Stated exercise: In the forum thread below, why is the mock graphics test described as a "Log String Test"?

Selected passage:
--- Start ---
How to lex javascript for an assert_js system?


#1

Ruboids:

Someone recently posted this:

o There’s a difference between syntax checking and verification of
functional correctness

That is indeed why a test case that spot-checks your syntax is less
useful
than a test case that understands your needs. All unit testing
starts at the former and aims at the latter. Here’s an example of
testing Javascript’s syntax:

ondblclick = div.attributes[‘ondblclick’]
assert_match /^new Ajax.Updater(“hammy_id”/, ondblclick

It trivially asserts that a DIV (somewhere) contains an ondblclick
handler, and that this has a Script.aculo.us Ajax.Updater in it. The
assertion naturally cannot test that the Updater will indeed update a
DIV.

To get closer to the problem, we might decide to get closer to the
Javascript. We may need a mock-Javascript system, to evaluate that
string.
It could return the list of nuances commonly called a “Log String Test”.
Here’s an example, using a slightly more verbose language:

public void testPaintGraphicsintint() {
Mock mockGraphics = new Mock(Graphics.class);
mockGraphics.expects(once()).method(“setColor”).with(eq(Color.decode(“0x6491EE”)));
mockGraphics.expects(once()).method(“setColor”).with(same(Color.black));
mockGraphics.expects(once()).method(“drawPolygon”);
mockGraphics.expects(once()).method(“drawPolygon”);
hex.paint((Graphics) mockGraphics.proxy());
mockGraphics.verify();
}

From the top, that mocks your graphics display driver, and retains its
non-retained graphics commands. Then the mockGraphics object
verifies a certain series of calls, with such-and-so parameters.

(That is a Log String Test because it’s the equivalent of writing
commands
like “setColor” and “drawPolygon” into a log file, and then reading this
to assert things.)

That test case indeed fits the ideal of moving away from testing raw
syntax, and closer to testing semantics. Such a test, for example, could
more easily ignore extraneous calls, and then check that two dynamic
polygons did not overlap.

Now suppose I envision this testage:

def ondblclick(ypath)
%(new Ajax.Updater(“node”,
“/ctrl/act”,
{ asynchronous:true,
evalScripts:true,
method:“get”,
parameters:“i_b_a=Parameter” })
--- End ---
(Coordinate annotation entries)
--- Start ---
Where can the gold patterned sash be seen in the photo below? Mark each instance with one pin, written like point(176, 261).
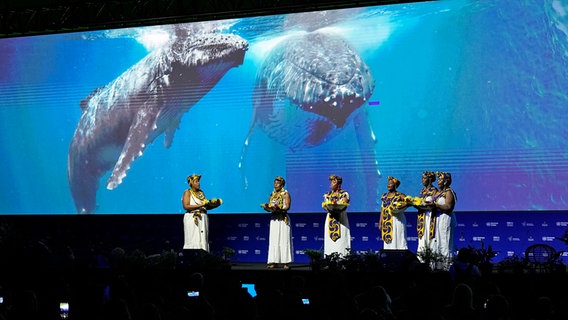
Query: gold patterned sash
point(334, 228)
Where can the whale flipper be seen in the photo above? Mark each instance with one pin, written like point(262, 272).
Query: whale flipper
point(122, 118)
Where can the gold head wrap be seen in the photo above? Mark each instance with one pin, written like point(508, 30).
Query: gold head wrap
point(395, 180)
point(445, 176)
point(429, 175)
point(336, 177)
point(279, 178)
point(193, 177)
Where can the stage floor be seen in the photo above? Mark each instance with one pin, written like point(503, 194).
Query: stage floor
point(256, 266)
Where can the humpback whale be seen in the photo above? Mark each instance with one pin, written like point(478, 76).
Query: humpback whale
point(309, 87)
point(121, 118)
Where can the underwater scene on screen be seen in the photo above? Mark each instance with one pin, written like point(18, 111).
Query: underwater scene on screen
point(113, 121)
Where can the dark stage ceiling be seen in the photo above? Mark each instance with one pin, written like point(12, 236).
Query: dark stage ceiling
point(32, 17)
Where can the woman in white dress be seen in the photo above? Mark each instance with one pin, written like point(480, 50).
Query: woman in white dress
point(337, 236)
point(445, 201)
point(392, 221)
point(195, 220)
point(280, 248)
point(426, 220)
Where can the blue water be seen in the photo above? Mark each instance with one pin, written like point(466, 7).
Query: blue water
point(475, 88)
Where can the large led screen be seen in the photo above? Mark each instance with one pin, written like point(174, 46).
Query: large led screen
point(113, 121)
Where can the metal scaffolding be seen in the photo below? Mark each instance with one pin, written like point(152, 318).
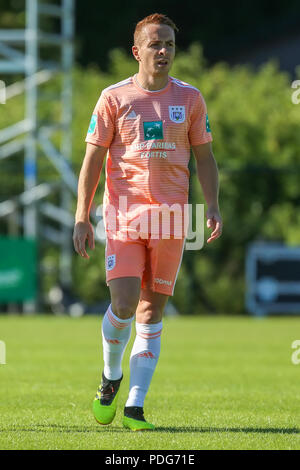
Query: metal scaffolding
point(31, 134)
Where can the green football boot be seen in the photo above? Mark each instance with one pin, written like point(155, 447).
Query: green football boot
point(105, 402)
point(134, 419)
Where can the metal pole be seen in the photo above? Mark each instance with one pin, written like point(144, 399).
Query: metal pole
point(30, 171)
point(66, 141)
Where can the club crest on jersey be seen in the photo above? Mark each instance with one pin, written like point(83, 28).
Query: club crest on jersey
point(177, 113)
point(153, 130)
point(110, 262)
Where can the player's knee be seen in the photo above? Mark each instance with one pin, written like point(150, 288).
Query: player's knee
point(150, 314)
point(123, 309)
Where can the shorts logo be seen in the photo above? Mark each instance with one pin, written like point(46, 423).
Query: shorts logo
point(92, 124)
point(110, 262)
point(153, 130)
point(162, 281)
point(177, 113)
point(207, 124)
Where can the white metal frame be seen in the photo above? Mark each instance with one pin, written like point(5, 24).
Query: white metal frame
point(30, 133)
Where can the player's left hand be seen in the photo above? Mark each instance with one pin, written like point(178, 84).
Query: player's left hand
point(214, 222)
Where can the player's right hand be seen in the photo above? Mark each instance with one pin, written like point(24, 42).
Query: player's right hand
--- End ---
The response: It is the equivalent of writing commands like "setColor" and "drawPolygon" into a log file and then reading that file to assert things.